## [Anforderung 1]
Wie viel darf laut Textausschnitt eine Wohnung für die Frau mit Multipler Sklerose höchstens kosten, damit das Jobcenter zustimmt?
## [Anforderung 2]
Stimmen diese Aussagen mit dem Textausschnitt überein? Antworte jeweils mit Ja oder Nein und zitiere die entscheidenden Worte wörtlich.
(a) Die Frau sucht eine Wohnung für sich und ihre beiden Hunde.
(b) In München können dieses Jahr rund 6.400 Wohnungen vermittelt werden.
(c) Die Frau wurde zu mehreren Wohnungsbesichtigungen eingeladen.
## [Anforderung 3]
Schreib aus dem Textausschnitt die Stelle von „Sehr offen mit“ bis „München-Nord anbieten kann.“ wortgetreu heraus.
═══ Textausschnitt
Kranke Bürgergeld Bedürftige wird vom Jobcenter an Obdachlosen Pension verwiesen

Zwei Jahre vom geordneten Leben hin zur drohenden Obdachlosigkeit: So schnell kann es gehen. Das ist eines von vielen Beispielen dafür, dass die gemütliche soziale Hängematte, von der einige gerade träumen, eher ein Albtraum ist. Wohnungsnot, fehlende finanzielle Mittel: Antworten darauf liefert die Politik nicht. Das spiegelt sich auch in der Hilflosigkeit eines Jobcenters wider, das einer kranken Frau die Rufnummer der Obdachlosen-Pension gibt.

Armutsbetroffene berichten von ihrem Leben

Mit dem Hashtag #IchBinArmutsbetroffen haben sich Bürgergeldempfänger, Rentner und auch Menschen in prekären Beschäftigungsverhältnissen getraut, „die Hosen runterzulassen“. Sie erzählen von ihren Geschichten, ihren Nöten und teils auch von Hilfsbereitschaft trotz der nicht enden wollenden Neid-Debatte um 12 Prozent mehr Bürgergeld ab 2024.

Durch Krankheit auf Hilfe angewiesen

Sehr offen mit ihrer Lebensgeschichte geht auch „MS FIGHTER“ auf „X“ (ehemals Twitter) um. Sie berichtet von familiären Problemen, einer Vergewaltigung und jetzt dem Leben mit Multipler Sklerose.

„Durch meine Krankheit bin ich momentan Bürgergeld Empfängerin“,

schreibt sie. Als wäre das nicht schon schlimm genug, muss sie jetzt eine neue Wohnung für sich und ihre beiden Hunde suchen – in München Nord. Unter dem Titel „Die #Wohnungsnot ist real !!“ hat sie auf ihre Situation aufmerksam gemacht und sucht nach einer geeigneten Wohnung.

Hinweis: Bitte melden Sie sich bei „MS FIGHTER“, wenn Sie Vermieter sind oder jemanden kennen, der ihr eine ca. 45 qm große, barrierefreie Wohnung in München-Nord anbieten kann.

Wohnungssuche mit Bürgergeld

Die berühmte Nadel im Heuhaufen dürfte ein Witz dagegen sein, eine geeignete Wohnung in der bayerischen Landeshauptstadt zu finden. Eine einzige Wohnungsbesichtigung, zu der „MS FIGHTER“ eingeladen worden sei, endete mit der Absage durch das Jobcenter: zu teuer. Die Wohnung dürfe maximal 781 Euro kosten.

Die Nadel im Heuhaufen

Der Antrag auf eine Sozialwohnung läuft. Hoffnung macht das Amt der Frau allerdings nicht. In dem Antwortschreiben wird die Situation in München sehr eindrucksvoll dargestellt: 24.100 Haushalte, davon 6.400 wohnungslose Haushalte, seien derzeit registriert. Vermittelt werden könnten in diesem Jahr allerdings nur knapp 3.500 Wohnungen.
══════
═══ Ausgelesene Daten
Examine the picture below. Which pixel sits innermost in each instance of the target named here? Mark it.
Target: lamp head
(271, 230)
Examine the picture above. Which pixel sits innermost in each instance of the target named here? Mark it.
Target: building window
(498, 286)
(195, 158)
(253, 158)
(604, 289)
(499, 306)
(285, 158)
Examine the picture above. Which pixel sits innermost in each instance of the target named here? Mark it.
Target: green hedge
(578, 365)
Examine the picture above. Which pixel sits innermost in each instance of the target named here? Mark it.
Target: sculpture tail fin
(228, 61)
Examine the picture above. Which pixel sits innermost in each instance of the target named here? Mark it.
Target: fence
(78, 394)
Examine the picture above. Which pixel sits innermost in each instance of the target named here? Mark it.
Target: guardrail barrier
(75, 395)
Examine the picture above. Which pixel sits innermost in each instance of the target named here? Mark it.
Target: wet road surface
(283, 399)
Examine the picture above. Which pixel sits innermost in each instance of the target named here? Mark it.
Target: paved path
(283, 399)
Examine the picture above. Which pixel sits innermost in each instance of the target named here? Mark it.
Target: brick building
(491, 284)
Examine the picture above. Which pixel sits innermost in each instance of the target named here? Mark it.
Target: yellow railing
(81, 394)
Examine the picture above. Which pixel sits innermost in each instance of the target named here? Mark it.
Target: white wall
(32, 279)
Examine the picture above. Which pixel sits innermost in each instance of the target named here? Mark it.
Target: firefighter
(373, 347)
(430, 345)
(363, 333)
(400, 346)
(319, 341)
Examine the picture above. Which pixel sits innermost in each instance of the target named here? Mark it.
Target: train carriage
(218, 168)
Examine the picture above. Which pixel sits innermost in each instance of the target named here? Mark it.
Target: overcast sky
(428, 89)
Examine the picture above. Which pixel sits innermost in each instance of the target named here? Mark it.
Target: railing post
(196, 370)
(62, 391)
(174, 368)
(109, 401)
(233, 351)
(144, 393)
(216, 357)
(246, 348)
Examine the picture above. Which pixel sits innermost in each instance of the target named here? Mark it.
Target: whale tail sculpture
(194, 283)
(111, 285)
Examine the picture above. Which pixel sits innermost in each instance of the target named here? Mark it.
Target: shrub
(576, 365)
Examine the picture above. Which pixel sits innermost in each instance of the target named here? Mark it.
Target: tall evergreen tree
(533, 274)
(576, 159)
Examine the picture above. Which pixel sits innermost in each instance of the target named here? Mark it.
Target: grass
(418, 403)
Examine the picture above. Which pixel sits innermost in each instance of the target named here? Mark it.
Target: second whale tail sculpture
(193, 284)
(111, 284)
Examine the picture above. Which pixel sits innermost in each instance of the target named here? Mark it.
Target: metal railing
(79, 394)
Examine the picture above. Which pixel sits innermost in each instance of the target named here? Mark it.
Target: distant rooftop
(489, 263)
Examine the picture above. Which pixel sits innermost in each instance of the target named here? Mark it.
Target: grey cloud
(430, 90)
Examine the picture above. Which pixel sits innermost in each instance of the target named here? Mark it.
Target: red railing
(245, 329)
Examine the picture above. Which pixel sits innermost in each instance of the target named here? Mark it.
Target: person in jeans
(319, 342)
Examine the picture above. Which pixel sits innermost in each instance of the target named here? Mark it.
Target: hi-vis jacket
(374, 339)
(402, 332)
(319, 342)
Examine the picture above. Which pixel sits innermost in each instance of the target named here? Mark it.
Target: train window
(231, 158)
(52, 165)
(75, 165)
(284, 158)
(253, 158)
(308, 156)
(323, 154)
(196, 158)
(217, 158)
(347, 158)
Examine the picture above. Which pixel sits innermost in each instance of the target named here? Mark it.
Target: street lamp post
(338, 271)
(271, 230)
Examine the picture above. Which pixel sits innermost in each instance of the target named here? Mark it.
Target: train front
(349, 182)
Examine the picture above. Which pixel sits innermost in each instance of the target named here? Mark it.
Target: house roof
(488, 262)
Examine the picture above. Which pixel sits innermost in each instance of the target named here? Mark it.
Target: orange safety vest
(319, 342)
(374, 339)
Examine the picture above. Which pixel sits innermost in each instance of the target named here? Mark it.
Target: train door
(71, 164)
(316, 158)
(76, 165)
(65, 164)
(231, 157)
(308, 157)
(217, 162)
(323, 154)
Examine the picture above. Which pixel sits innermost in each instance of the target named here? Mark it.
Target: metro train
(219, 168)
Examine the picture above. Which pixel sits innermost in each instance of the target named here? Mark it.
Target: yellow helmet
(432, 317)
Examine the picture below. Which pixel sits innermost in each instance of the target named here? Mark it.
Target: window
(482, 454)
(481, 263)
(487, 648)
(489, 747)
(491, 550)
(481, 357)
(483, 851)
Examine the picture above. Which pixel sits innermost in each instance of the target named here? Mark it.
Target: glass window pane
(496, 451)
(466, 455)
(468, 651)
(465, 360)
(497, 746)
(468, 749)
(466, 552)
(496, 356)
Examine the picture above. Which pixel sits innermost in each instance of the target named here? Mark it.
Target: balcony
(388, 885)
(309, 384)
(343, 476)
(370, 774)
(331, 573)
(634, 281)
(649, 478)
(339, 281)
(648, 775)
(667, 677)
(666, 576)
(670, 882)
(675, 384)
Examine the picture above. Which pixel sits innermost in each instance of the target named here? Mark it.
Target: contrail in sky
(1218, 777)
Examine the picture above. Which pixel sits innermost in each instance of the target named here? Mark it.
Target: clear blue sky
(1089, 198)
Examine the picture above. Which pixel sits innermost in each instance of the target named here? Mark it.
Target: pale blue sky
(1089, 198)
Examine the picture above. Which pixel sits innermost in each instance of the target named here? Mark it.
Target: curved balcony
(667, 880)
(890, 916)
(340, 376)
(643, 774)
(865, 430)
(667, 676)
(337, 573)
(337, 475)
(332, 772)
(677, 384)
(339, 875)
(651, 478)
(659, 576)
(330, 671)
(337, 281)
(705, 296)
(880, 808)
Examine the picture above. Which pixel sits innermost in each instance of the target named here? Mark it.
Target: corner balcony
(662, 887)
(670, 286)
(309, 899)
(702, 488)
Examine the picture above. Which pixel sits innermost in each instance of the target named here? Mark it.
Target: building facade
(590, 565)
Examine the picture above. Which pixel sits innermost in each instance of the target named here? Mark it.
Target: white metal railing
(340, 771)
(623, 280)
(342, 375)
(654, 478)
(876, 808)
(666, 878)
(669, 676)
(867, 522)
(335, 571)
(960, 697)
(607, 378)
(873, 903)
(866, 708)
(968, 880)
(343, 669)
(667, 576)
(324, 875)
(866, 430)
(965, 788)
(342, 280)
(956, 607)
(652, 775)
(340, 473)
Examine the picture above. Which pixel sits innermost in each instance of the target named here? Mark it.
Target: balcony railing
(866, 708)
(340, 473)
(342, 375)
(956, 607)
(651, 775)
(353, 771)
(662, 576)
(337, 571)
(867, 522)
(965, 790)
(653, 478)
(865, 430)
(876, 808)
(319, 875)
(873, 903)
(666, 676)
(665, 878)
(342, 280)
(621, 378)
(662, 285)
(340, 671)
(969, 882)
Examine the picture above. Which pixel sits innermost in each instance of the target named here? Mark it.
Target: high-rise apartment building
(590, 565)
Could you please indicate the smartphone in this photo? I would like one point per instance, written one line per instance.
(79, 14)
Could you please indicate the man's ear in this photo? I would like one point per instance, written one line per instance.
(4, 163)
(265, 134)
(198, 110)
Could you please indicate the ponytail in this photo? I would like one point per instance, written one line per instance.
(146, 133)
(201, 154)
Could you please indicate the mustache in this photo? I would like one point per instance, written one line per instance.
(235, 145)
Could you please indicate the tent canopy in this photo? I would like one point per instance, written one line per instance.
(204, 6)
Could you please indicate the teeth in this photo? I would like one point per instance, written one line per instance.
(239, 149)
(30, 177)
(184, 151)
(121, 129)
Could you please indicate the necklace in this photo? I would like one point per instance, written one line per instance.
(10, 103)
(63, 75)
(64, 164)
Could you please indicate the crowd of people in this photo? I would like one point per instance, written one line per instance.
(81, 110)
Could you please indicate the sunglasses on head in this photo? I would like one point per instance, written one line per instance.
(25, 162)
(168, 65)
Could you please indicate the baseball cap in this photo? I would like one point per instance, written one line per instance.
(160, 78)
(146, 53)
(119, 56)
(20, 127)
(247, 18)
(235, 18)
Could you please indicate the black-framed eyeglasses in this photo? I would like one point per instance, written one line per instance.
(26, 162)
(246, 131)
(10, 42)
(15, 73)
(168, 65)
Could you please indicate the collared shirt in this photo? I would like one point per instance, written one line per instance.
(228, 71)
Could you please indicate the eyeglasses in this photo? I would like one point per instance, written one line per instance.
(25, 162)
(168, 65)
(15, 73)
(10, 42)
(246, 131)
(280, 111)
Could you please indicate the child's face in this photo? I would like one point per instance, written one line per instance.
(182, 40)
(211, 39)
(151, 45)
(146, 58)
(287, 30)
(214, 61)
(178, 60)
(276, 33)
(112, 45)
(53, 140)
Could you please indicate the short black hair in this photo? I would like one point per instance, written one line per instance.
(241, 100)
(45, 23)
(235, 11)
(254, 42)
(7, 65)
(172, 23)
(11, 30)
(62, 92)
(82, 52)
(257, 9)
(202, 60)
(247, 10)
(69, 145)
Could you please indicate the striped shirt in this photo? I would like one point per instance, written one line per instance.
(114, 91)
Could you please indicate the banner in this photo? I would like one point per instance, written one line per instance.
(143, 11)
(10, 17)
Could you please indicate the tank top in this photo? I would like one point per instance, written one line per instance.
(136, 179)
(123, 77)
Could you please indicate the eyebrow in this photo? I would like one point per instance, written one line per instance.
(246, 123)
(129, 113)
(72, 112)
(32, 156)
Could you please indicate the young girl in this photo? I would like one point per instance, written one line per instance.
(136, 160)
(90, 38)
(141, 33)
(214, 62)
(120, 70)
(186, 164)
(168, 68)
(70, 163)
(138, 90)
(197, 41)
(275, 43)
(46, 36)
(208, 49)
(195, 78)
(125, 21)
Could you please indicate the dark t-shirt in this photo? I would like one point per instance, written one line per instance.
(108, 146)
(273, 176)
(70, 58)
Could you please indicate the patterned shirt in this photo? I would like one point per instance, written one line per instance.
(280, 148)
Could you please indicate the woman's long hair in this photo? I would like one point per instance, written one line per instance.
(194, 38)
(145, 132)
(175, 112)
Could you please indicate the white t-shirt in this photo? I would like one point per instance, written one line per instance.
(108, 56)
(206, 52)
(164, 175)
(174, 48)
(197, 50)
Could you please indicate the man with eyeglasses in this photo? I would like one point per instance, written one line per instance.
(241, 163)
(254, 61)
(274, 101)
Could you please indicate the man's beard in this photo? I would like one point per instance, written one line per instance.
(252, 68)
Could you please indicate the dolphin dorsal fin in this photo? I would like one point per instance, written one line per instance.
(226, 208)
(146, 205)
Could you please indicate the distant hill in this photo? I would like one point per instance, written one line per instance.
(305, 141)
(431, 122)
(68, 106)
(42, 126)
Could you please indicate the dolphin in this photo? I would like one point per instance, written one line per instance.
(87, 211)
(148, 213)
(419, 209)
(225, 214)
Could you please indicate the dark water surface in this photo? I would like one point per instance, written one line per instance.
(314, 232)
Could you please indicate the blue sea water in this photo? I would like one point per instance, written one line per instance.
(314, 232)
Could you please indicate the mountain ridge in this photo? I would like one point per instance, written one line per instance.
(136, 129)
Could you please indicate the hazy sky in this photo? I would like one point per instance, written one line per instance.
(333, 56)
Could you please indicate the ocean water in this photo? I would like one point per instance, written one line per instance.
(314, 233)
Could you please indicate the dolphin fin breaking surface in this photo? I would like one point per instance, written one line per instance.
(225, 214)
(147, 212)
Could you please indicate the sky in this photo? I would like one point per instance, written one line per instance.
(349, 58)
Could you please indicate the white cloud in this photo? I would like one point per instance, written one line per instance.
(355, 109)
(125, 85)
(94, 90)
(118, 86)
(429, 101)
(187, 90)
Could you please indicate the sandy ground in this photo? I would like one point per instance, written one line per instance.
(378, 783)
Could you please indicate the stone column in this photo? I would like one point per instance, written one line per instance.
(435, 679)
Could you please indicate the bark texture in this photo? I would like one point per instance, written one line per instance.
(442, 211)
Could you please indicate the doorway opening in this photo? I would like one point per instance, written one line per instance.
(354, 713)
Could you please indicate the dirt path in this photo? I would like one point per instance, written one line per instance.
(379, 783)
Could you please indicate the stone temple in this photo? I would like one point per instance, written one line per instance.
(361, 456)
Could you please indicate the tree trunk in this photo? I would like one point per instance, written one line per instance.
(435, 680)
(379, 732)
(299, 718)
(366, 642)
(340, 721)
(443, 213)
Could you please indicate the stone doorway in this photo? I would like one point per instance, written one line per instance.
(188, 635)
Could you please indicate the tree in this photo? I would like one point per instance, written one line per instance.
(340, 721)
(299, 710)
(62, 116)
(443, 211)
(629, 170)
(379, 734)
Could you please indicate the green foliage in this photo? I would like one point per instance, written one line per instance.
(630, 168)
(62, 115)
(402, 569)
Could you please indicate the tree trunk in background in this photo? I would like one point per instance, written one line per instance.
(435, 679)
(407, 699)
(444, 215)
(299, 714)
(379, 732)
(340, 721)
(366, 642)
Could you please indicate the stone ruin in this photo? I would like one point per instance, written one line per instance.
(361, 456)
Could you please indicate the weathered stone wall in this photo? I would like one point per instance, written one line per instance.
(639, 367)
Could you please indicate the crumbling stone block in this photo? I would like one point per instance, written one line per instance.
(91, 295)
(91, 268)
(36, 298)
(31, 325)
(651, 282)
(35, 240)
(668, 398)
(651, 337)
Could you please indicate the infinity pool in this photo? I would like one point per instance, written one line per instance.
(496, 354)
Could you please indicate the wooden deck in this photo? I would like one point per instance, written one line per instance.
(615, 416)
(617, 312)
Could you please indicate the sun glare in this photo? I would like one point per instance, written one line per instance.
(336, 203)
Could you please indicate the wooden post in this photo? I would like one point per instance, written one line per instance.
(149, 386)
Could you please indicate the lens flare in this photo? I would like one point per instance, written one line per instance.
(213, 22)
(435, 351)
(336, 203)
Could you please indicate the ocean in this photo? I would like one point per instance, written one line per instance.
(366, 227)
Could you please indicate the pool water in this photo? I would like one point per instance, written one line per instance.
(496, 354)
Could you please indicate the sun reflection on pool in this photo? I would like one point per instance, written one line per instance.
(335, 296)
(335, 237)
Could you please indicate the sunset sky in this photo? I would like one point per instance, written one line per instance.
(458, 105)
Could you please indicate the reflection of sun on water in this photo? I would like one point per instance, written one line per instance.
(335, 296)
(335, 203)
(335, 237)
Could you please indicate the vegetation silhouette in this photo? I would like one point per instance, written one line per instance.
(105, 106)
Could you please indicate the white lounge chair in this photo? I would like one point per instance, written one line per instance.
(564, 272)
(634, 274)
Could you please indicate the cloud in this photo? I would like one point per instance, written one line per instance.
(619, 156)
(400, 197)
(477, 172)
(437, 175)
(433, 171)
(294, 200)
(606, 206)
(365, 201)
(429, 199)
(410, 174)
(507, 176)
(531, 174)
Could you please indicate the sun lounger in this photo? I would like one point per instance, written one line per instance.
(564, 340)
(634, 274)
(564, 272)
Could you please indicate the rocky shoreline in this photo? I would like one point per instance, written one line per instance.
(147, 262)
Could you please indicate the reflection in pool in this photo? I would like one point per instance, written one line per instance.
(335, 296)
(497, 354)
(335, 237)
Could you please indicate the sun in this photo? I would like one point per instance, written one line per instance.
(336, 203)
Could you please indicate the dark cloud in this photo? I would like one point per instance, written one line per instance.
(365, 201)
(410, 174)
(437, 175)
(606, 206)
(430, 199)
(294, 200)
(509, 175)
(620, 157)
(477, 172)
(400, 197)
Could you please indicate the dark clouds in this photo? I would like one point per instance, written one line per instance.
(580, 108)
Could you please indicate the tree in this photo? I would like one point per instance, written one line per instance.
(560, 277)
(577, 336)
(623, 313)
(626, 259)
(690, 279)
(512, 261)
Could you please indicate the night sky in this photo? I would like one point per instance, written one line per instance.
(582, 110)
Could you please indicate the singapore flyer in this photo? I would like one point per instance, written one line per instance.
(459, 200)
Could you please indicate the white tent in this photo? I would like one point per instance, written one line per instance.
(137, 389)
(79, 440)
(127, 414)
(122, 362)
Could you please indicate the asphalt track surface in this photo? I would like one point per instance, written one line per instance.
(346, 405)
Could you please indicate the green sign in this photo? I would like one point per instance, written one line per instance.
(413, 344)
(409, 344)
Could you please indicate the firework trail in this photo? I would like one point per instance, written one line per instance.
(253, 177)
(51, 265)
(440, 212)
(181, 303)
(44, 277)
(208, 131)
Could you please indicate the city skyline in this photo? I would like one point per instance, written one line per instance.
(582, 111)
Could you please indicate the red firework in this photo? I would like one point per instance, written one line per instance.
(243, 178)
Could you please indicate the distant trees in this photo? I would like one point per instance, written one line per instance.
══════
## [Schriftliche Antwort 1]
Höchstens 781 Euro.

## [Schriftliche Antwort 2]
(a) Ja: „muss sie jetzt eine neue Wohnung für sich und ihre beiden Hunde suchen“
(b) Nein: „Vermittelt werden könnten in diesem Jahr allerdings nur knapp 3.500 Wohnungen.“
(c) Nein: „Eine einzige Wohnungsbesichtigung“

## [Schriftliche Antwort 3]
Sehr offen mit ihrer Lebensgeschichte geht auch „MS FIGHTER“ auf „X“ (ehemals Twitter) um. Sie berichtet von familiären Problemen, einer Vergewaltigung und jetzt dem Leben mit Multipler Sklerose.

„Durch meine Krankheit bin ich momentan Bürgergeld Empfängerin“,

schreibt sie. Als wäre das nicht schon schlimm genug, muss sie jetzt eine neue Wohnung für sich und ihre beiden Hunde suchen – in München Nord. Unter dem Titel „Die #Wohnungsnot ist real !!“ hat sie auf ihre Situation aufmerksam gemacht und sucht nach einer geeigneten Wohnung.

Hinweis: Bitte melden Sie sich bei „MS FIGHTER“, wenn Sie Vermieter sind oder jemanden kennen, der ihr eine ca. 45 qm große, barrierefreie Wohnung in München-Nord anbieten kann.